- [PASSAGE DU TEXTE]:
J’ai commencé à travailler à une époque où il n’y avait pas internet. Dans mon esprit, le fait de le formuler, ça crée déjà un bug. De l’édition à la publicité, j’ai traversé tous les bureaux : maquettiste, directrice artistique, conceptrice-rédactrice… Et j’ai vu débarquer les e-mails, les moteurs de recherche, les réseaux sociaux, les QR codes et autres shorts sur TikTok. Bien des fois, ça m’a piqué les yeux. Bien des fois, j’ai juré « Le numérique ? Moi, jamais ! ». J’en ris encore 😅
Quand j’ai découvert le poids des mots (j’avais fait le tour du choc des photos), je suis devenue boulimique des disciplines du contenus : copywriting, storytelling, contenu de marque, marketing de contenu… Et un jour, je suis tombée sur un petit espace vide, caché là, attendant qu’on le remplisse au beau milieu d’une interface. Comme beaucoup de mes collègues UX Writers en devenir, je me suis dit : « Mais… Il n’y a donc personne qui s’occupe de ça ? ». J’ai cliqué, j’ai rédigé… et j’ai été happée par les disciplines du design.
Aujourd’hui, je suis en mission chez France Télévisions en tant qu’UX Writer. Ça fait neuf mois déjà et je ne les ai pas vus passer. Il faut dire que l’écosystème est énorme. Et puis c’est un média, le média du service public : il y a une très grande diversité d’offres. Ça ressemble à un incroyable paquebot sur lequel on aurait ajouté des speed boats numériques pour accompagner sa traversée.
En fonction des produits, certains designers ont déjà travaillé avec des UX Writers, d’autres non. De manière générale, il y a de l’évangélisation et de la formation à faire pour accompagner la maturité des équipes sur les sujets du contenu. Tous les UX Writers le savent, parce qu’ils l’entendent chaque jour : « je n’aime pas ce mot ! » « J’aurais plutôt dit ça comme ça… », les métiers du contenu ne sont pas considérés comme les autres.

- [EXERCICES À TRAITER]:
A. Indiquez si chacune de ces affirmations concorde avec le texte sur le métier d’UX Writer, en répondant par oui ou non et en citant à l’identique les mots du texte qui tranchent. (i) La personne qui écrit est en mission chez France Télévisions depuis neuf mois. (ii) Tous les designers ont déjà travaillé avec des UX Writers. (iii) Internet existait déjà lorsque la personne qui écrit a commencé à travailler.
B. Poursuivez le texte sur le métier d’UX Writer à partir de sa dernière phrase.
Les données n’entrent pas en jeu ici.

- [LIGNES DE DONNÉES]:
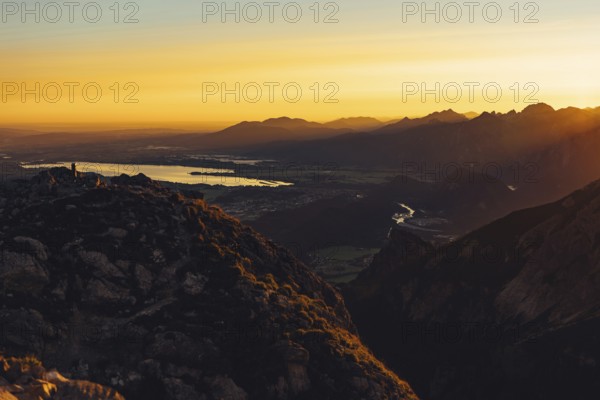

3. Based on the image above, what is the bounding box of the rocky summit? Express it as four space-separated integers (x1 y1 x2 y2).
0 355 124 400
0 168 416 400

- [RÉPONSES]:
A.
(i) Oui : « Ça fait neuf mois déjà »
(ii) Non : « certains designers ont déjà travaillé avec des UX Writers, d’autres non »
(iii) Non : « J’ai commencé à travailler à une époque où il n’y avait pas internet. »

B.
Pour l’UI design, il faut des compétences techniques, au niveau des logiciels notamment. Difficile donc de s’improviser UI. Mais les mots ? Quel que soit le support, chacun peut se dire : c’est ma langue, je sais parler, je sais écrire, donc je sais comment le faire aussi quel que soit le contexte et l’enjeu. Et il y a, de façon naturelle, beaucoup d’émotionnel autour du langage. C’est d’ailleurs ce que d’autres pays ont compris. S’il y a de l’émotionnel, alors c’est là qu’il faut mettre les moyens. En France, c’est très récent.
Mon premier challenge donc, en tant qu’UX Writer, c’est d’arriver à démontrer que l’on n’improvise pas les mots au ressenti, pas plus que les visuels. Le second, c’est de placer au bon endroit la valeur de mon travail, au sein d’une entreprise qui est elle-même productrice de contenus.
Depuis 9 mois, difficile de faire le plan d’une journée type !
Je travaille en binôme avec une autre UX Writer. Nos profils sont différents et particulièrement complémentaires. C’est une vraie chance.
On se répartit les produits et on se concerte sur les sujets transverses. Mais pas que : il y a des cas particuliers sur lesquels un deuxième cerveau n’est pas de trop. Rediscuter, benchmarker, éviter nos biais, prendre du recul… Avant de pouvoir tester, c’est une première étape pour laquelle on s’apporte beaucoup.
La diversité d’offres va du streaming des chaînes du Groupe et leurs replays à des contenus exclusifs non diffusés sur les antennes, en passant par Okoo et Lumni pour la jeunesse, tout France Info, TV Sport, Slash, Culturebox…. Alors comment rendre l’expérience compréhensible, accessible et fluide pour les utilisateurs de la plateforme web, des applications et de la TV numérique ?
On doit d’abord se rapprocher des équipes : SEO, CRM, Data, User Care et surtout on doit travailler avec les éditos et la rédaction pour France Info. Discipline de contenu, d’UX design et de psychologie, l’UX writing se met au service de toutes ces équipes pour mettre en valeur le produit et la marque.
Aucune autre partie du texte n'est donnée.